[Stored items]

>>>

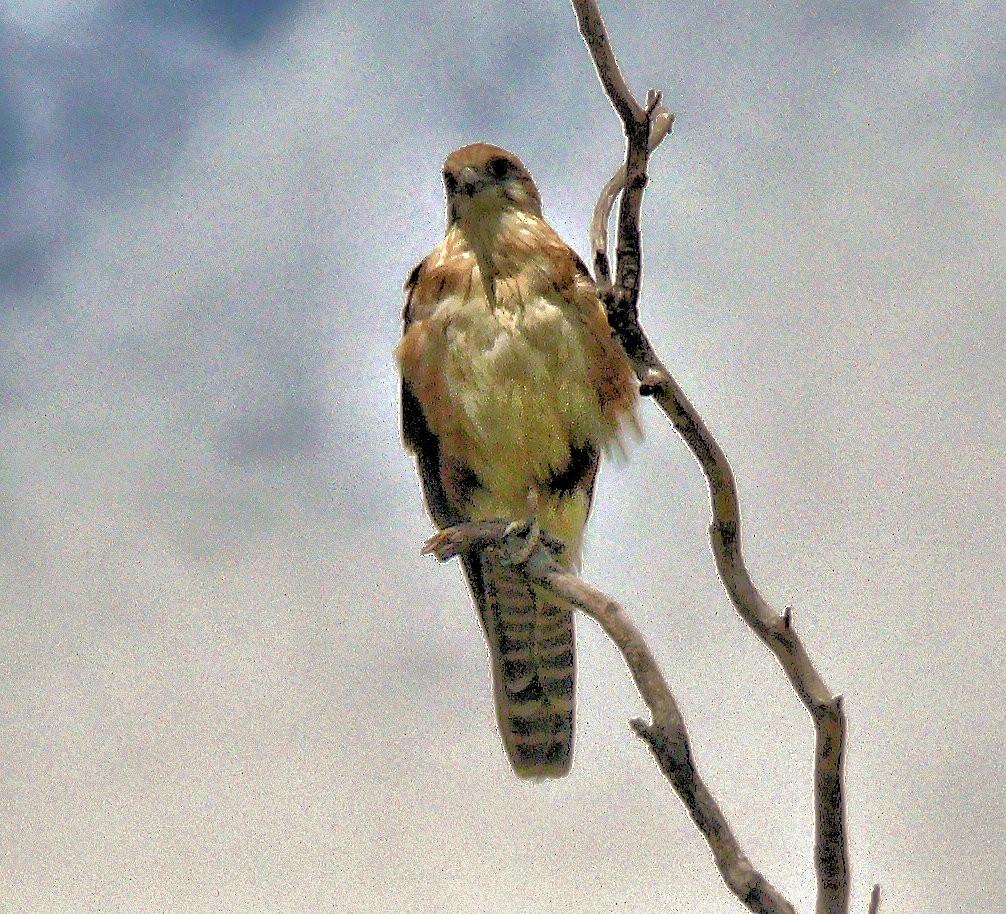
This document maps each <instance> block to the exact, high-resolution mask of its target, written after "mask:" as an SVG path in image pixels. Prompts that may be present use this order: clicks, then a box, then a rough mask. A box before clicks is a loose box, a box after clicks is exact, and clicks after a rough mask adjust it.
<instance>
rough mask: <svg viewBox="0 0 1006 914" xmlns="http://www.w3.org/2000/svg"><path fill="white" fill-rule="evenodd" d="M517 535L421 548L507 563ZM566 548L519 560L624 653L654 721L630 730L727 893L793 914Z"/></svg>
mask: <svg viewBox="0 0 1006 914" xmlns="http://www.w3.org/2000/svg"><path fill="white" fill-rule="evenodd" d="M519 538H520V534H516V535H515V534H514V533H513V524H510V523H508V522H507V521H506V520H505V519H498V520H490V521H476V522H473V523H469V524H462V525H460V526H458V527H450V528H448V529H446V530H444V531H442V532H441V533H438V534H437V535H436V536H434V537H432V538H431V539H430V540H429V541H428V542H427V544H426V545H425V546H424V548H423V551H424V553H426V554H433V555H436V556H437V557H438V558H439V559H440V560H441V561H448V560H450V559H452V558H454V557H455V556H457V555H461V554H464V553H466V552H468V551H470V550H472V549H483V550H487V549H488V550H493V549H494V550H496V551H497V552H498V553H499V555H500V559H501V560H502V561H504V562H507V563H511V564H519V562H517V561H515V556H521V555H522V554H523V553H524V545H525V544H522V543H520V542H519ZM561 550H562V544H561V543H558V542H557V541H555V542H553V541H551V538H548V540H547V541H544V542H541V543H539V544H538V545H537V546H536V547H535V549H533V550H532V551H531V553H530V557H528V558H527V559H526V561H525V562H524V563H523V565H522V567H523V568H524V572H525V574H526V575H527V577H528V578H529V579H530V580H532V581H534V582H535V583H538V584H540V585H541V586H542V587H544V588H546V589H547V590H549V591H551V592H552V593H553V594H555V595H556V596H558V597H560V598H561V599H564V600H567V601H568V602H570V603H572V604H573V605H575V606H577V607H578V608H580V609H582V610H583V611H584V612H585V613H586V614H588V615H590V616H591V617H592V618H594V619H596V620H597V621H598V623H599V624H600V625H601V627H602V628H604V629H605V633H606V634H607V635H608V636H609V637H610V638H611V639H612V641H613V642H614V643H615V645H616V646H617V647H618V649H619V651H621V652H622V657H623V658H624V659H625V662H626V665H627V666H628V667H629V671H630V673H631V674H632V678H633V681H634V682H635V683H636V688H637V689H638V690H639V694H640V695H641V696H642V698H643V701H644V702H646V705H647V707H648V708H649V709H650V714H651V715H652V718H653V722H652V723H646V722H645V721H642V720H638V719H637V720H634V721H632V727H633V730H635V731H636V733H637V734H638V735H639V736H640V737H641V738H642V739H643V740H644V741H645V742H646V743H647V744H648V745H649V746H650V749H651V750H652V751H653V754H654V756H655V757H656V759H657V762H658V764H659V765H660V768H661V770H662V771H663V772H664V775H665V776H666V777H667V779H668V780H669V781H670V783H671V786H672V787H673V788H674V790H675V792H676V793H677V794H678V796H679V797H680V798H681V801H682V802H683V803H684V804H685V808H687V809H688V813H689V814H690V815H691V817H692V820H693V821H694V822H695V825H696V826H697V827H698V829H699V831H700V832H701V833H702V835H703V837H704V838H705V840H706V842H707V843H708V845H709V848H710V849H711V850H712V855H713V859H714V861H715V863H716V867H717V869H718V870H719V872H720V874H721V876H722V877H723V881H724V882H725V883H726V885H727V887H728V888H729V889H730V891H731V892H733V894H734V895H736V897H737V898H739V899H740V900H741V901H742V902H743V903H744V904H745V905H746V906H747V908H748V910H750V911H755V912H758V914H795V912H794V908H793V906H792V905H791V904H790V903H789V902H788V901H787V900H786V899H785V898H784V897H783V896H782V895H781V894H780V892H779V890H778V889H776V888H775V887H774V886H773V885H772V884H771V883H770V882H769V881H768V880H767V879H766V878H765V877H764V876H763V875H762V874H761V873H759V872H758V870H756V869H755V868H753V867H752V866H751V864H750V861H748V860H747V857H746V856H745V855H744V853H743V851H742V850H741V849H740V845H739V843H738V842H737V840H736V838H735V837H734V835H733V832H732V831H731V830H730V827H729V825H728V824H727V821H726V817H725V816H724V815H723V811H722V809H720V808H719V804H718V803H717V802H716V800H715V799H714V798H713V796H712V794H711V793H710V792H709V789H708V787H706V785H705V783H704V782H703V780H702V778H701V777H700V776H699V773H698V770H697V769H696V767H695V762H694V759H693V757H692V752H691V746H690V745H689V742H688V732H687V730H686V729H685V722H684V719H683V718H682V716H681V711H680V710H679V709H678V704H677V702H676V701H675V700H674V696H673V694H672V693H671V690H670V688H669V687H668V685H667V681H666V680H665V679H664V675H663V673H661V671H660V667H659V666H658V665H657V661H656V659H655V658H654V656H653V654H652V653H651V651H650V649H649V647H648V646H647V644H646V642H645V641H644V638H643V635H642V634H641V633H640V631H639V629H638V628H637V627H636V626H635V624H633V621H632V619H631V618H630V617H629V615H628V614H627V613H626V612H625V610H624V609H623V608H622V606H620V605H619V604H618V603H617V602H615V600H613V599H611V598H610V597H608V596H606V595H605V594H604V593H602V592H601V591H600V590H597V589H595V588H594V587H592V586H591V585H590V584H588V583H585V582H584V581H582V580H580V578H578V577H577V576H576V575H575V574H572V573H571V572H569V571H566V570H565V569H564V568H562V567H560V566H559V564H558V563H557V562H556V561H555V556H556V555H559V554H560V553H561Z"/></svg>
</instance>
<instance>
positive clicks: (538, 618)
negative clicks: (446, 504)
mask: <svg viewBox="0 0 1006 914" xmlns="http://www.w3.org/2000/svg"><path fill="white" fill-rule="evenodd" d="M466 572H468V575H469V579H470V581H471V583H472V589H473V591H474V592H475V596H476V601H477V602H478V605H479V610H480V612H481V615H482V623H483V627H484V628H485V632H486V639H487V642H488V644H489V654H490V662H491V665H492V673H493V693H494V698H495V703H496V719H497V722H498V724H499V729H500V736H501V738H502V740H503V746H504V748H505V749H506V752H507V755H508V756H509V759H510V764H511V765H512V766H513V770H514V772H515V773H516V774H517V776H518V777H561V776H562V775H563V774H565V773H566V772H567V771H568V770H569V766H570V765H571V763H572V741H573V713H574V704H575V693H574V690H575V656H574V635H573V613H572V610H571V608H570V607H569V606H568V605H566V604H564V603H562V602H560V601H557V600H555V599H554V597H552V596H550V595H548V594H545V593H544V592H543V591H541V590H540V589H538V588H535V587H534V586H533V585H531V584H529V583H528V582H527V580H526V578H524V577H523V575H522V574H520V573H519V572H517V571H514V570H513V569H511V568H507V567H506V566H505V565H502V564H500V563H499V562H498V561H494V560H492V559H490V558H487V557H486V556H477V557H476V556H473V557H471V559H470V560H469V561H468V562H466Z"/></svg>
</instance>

<<<

What is needed » Can you retype every entry above character for character, leaving the pictures out?

Response to the exercise »
This document maps each <instance> block to the exact, high-resolution mask of its target, written after "mask:" as an SVG path in image pixels. Prompts that may be present use this order: clicks, then a box, then a rough mask. A box before clicks is a loose box, a box after clicks is exact, and clicks after a rough mask adjust it.
<instance>
rough mask: <svg viewBox="0 0 1006 914" xmlns="http://www.w3.org/2000/svg"><path fill="white" fill-rule="evenodd" d="M517 535L421 548L507 563ZM566 548L519 560L624 653L654 721L630 730L727 893L793 914Z"/></svg>
mask: <svg viewBox="0 0 1006 914" xmlns="http://www.w3.org/2000/svg"><path fill="white" fill-rule="evenodd" d="M519 538H520V534H516V535H515V534H514V533H513V524H510V523H508V522H507V521H506V520H505V519H498V520H490V521H476V522H473V523H469V524H462V525H460V526H458V527H450V528H448V529H446V530H444V531H442V532H441V533H438V534H437V535H436V536H434V537H432V538H431V539H430V540H429V541H428V542H427V544H426V545H425V546H424V548H423V551H424V553H426V554H433V555H436V556H437V557H438V558H439V559H440V560H441V561H448V560H450V559H452V558H454V557H455V556H457V555H461V554H464V553H466V552H468V551H470V550H472V549H483V550H487V549H488V550H493V549H494V550H496V551H497V552H498V553H499V555H500V559H501V560H502V561H504V562H507V563H511V564H519V562H517V561H515V556H521V555H522V554H523V553H524V545H525V544H522V543H520V542H519ZM561 550H562V544H561V543H558V542H557V541H555V542H553V541H551V538H548V540H547V541H544V542H541V543H539V544H538V545H537V546H536V547H535V549H533V550H532V551H531V553H530V557H528V558H527V559H526V561H525V562H524V563H523V565H522V567H523V568H524V572H525V574H526V575H527V577H528V578H529V579H530V580H532V581H534V582H535V583H538V584H540V585H541V586H542V587H544V588H546V589H547V590H549V591H551V592H552V593H553V594H555V595H556V596H558V597H560V598H561V599H564V600H567V601H568V602H570V603H572V604H573V605H575V606H577V607H578V608H580V609H582V610H583V611H584V612H585V613H586V614H588V615H590V616H591V617H592V618H594V619H596V620H597V621H598V623H599V624H600V625H601V627H602V628H604V629H605V633H606V634H607V635H608V636H609V637H610V638H611V639H612V641H613V642H614V643H615V645H616V646H617V647H618V649H619V651H621V652H622V657H623V658H624V659H625V662H626V665H627V666H628V667H629V671H630V673H631V674H632V678H633V681H634V682H635V683H636V688H637V689H638V690H639V694H640V695H641V696H642V698H643V701H644V702H646V705H647V707H648V708H649V709H650V714H651V715H652V718H653V722H652V723H646V722H645V721H642V720H638V719H637V720H634V721H632V727H633V730H635V731H636V733H637V734H638V735H639V736H640V737H641V738H642V739H643V740H644V741H645V742H646V743H647V744H648V745H649V746H650V749H651V750H652V751H653V754H654V756H655V757H656V759H657V762H658V764H659V765H660V768H661V770H662V771H663V772H664V775H665V776H666V777H667V779H668V780H669V781H670V783H671V786H672V787H673V788H674V790H675V792H676V793H677V794H678V796H679V797H680V798H681V801H682V802H683V803H684V804H685V808H687V809H688V813H689V814H690V815H691V817H692V820H693V821H694V822H695V825H696V826H697V827H698V829H699V831H700V832H701V833H702V835H703V837H704V838H705V840H706V842H707V843H708V845H709V848H710V849H711V850H712V855H713V859H714V861H715V863H716V867H717V869H718V870H719V872H720V874H721V876H722V877H723V881H724V882H725V883H726V885H727V887H728V888H729V889H730V891H731V892H733V894H734V895H736V897H737V898H739V899H740V900H741V901H742V902H743V903H744V904H745V905H746V906H747V908H748V910H750V911H755V912H758V914H795V912H794V908H793V906H792V905H791V904H790V903H789V902H788V901H787V900H786V899H785V898H784V897H783V896H782V895H781V894H780V892H779V890H778V889H776V888H775V887H774V886H773V885H772V884H771V883H770V882H769V881H768V880H767V879H766V878H765V877H764V876H763V875H762V874H761V873H759V872H758V870H756V869H755V868H753V867H752V866H751V864H750V861H748V860H747V857H746V856H745V855H744V853H743V851H742V850H741V849H740V845H739V843H738V842H737V840H736V838H735V837H734V835H733V832H732V831H731V830H730V827H729V825H728V824H727V821H726V817H725V816H724V815H723V811H722V809H720V808H719V804H718V803H717V802H716V800H715V799H714V798H713V796H712V794H711V793H710V792H709V789H708V787H706V785H705V783H704V782H703V780H702V778H701V777H700V776H699V773H698V770H697V769H696V767H695V762H694V759H693V757H692V752H691V746H690V745H689V742H688V732H687V730H686V729H685V722H684V719H683V718H682V716H681V711H680V710H679V709H678V704H677V702H676V701H675V700H674V696H673V694H672V693H671V690H670V688H669V687H668V685H667V681H666V680H665V679H664V675H663V673H661V671H660V667H659V666H658V665H657V661H656V659H655V658H654V656H653V654H652V653H651V651H650V649H649V647H648V646H647V644H646V642H645V641H644V638H643V635H642V634H641V633H640V631H639V629H638V628H637V627H636V626H635V624H633V621H632V619H631V618H630V617H629V615H628V614H627V613H626V612H625V610H624V609H623V608H622V606H620V605H619V604H618V603H617V602H615V600H613V599H611V598H610V597H608V596H606V595H605V594H604V593H602V592H601V591H600V590H597V589H595V588H594V587H592V586H591V585H590V584H588V583H585V582H584V581H582V580H580V578H578V577H577V576H576V575H575V574H572V573H571V572H569V571H566V570H565V569H564V568H562V567H560V566H559V564H558V563H557V562H556V561H555V556H556V555H559V554H560V553H561Z"/></svg>
</instance>
<instance>
positive clicks: (538, 618)
negative clicks: (446, 504)
mask: <svg viewBox="0 0 1006 914" xmlns="http://www.w3.org/2000/svg"><path fill="white" fill-rule="evenodd" d="M466 572H468V575H469V579H470V581H471V583H472V589H473V591H474V592H475V596H476V601H477V602H478V605H479V610H480V612H481V615H482V623H483V627H484V628H485V632H486V639H487V642H488V644H489V654H490V662H491V665H492V673H493V693H494V698H495V703H496V719H497V722H498V724H499V729H500V736H501V738H502V740H503V746H504V748H505V749H506V752H507V755H508V756H509V759H510V764H511V765H512V766H513V770H514V772H515V773H516V774H517V776H518V777H561V776H562V775H563V774H565V773H566V772H567V771H568V770H569V766H570V765H571V763H572V741H573V713H574V704H575V693H574V690H575V656H574V635H573V613H572V610H571V608H570V607H569V606H568V605H566V604H564V603H562V602H560V601H557V600H555V599H554V597H552V596H550V595H548V594H545V593H544V592H543V591H541V590H540V589H538V588H535V587H534V586H533V585H531V584H529V583H528V582H527V580H526V578H524V577H523V575H522V574H520V573H519V572H517V571H514V570H513V569H511V568H507V567H506V566H505V565H502V564H500V563H499V562H498V561H494V560H492V559H490V558H487V557H486V556H477V557H476V556H473V557H471V559H470V560H469V561H468V562H466Z"/></svg>
</instance>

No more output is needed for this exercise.